**SUPPLIED MATERIAL**

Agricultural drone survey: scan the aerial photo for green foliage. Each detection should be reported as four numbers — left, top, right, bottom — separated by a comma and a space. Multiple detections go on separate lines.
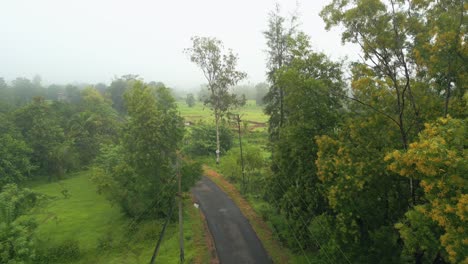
185, 93, 196, 107
106, 74, 139, 114
387, 117, 467, 263
183, 123, 233, 156
0, 184, 37, 224
186, 36, 247, 163
0, 184, 38, 264
35, 240, 81, 263
410, 0, 467, 118
93, 81, 184, 219
395, 209, 443, 263
11, 77, 45, 106
263, 4, 298, 139
264, 32, 346, 253
185, 37, 247, 115
0, 219, 37, 264
13, 97, 73, 178
68, 87, 120, 165
220, 146, 264, 192
0, 134, 35, 188
180, 161, 203, 192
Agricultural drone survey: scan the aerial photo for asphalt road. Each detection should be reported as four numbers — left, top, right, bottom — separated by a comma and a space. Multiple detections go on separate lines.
192, 176, 272, 264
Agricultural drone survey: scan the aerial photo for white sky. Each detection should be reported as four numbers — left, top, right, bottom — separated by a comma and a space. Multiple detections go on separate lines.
0, 0, 359, 90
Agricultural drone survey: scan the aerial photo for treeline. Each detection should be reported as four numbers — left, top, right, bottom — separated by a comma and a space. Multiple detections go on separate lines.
261, 1, 466, 264
0, 76, 200, 263
194, 82, 269, 106
0, 78, 122, 185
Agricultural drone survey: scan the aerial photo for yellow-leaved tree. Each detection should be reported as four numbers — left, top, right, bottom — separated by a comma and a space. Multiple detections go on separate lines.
386, 117, 467, 263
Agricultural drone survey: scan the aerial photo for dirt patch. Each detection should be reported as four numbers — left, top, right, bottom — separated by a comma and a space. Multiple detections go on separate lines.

**WHAT TO DO**
Set the whole listing down again unchanged, apart from the pictures, which are omitted.

**EXPECTED ANSWER**
Agricultural drone survey: scan the aerial photo for green foliage. Each detection should be reported as four numbers — left, top, right, bottom — separated by a comma and a space. Multiple detections go on separate lines.
185, 93, 196, 107
106, 74, 139, 114
387, 117, 467, 263
183, 123, 233, 156
0, 184, 37, 224
186, 36, 247, 163
0, 184, 38, 264
35, 240, 81, 263
410, 0, 467, 118
93, 81, 184, 219
395, 209, 443, 263
11, 77, 45, 106
263, 4, 298, 139
264, 32, 346, 253
185, 37, 247, 115
0, 219, 37, 264
13, 97, 73, 178
68, 87, 120, 165
220, 146, 264, 192
0, 134, 35, 188
180, 161, 203, 192
Agricultural drone survey: scan the aerial photo for asphalt road. Each detection should be reported as four numbers — left, top, right, bottom — separated by a comma and a space. Multiple detections go on separate lines.
192, 176, 272, 264
Agricultural drone survey: scan the aerial photo for white sky. Each detection should be reported as four numbers — left, top, right, bottom — separated by a comma and a space. Multiple detections go on separate lines.
0, 0, 359, 90
Agricultural drone survey: scan the aerial photo for treeline. Each detection should be reported as four numbers — left, top, right, bottom — separated by a comma and a space. Multiple detections go on separate lines.
261, 1, 466, 264
0, 76, 200, 263
194, 82, 269, 106
0, 78, 122, 185
Agricultural drone survey: scan the aerial photo for yellow-leaved tree. Each detection should be reported as four numbers — left, top, right, bottom — separated by a comma and a space. Multiple detections go on separate lines.
386, 117, 467, 263
Agricultural drone survey: scan the aerial photo for dirt patch. Each detection should be reported as four numbers — left, top, right, bottom — separated by a comma and a space. Multiple detections go on separate lines.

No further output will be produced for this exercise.